Este não é um ano para guarder souvenirs, embora tenha sido uma viagem e tanto.
Dou por mim, porém, neste último dia de um ano atípico, com
vontade de guardar uma última coisa de tudo: a última ida ao café, a última
refeição, o último texto que escrevo, o ultimo livro completo que li, a última
página do livro novo, a última…, o ultimo… Como se à passagem da meia noite
fossemos tombar no proverbial fim do mundo, para o inverso desta terra
que, para efeitos metafóricos, faz de conta que é plana, e quisesse levar comigo recordações.

## Tarefa 1
No texto sobre o último dia de um ano atípico, o que é que esta terra faz de conta que é, para efeitos metafóricos?
## Tarefa 2
Por favor, dê seguimento ao texto sobre o último dia de um ano atípico a partir do ponto onde termina.

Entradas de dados
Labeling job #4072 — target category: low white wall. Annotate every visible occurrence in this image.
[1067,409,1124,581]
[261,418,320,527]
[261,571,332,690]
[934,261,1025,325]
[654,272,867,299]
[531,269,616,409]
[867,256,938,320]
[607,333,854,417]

## Resposta final 1
Faz de conta que é plana.

## Resposta final 2
Não é uma reação lógica. A expectativa é de que o próximo ano seja melhor do que este. Dificilmente podia ser pior, não é? (mentira, mas vá, vamos fazer de conta). Ainda assim, este ano foi muito menos mau para mim, na prática, do
que para muitos: não perdi ninguém, não perdi o emprego, não fiquei louca no
isolamento, porque sou introvertida, fisicamente preguiçosa e digitalmente
capaz - pelo menos o suficiente para trabalhar sem perder a cabeça, fazendo fichas e trabalhos de raiz, usando meets para aulas, hangouts para dúvidas, a
classroom para tudo. Estabeleci uma rotina para os dias "fechados": levantar cedo,
arranjar-me como para sair, ser carochinha de vassoura na mão uns minutos,
tomar o pequeno-almoço a ler (se possível ao sol, na minha minúscula varanda,
que era desprezada e agora é o meu mini-jardim), dançar uns minutos a ouvir
música animada, e depois começar um infindável dia de aulas, preparação de
trabalhos, correção de trabalhos. Cheguei a ter nela um certo prazer, sair não me fez falta. Pergunto-me mesmo se poderia viver assim indefinidamente...
Cantei os parabéns por zoom, tive encontros literários e lanches dessa
forma. Falei com os meus pais, em isolamento no campo, por
telefone, várias vezes por semana. Habituei-me a limpar as compras do supermercado (já me deixei disso),
e a encomendar roupa e livros online. Desabituei-me de ir trabalhar para o café
e poupei dinheiro com isso. Tive medo, como todos, mas menos do que muitos.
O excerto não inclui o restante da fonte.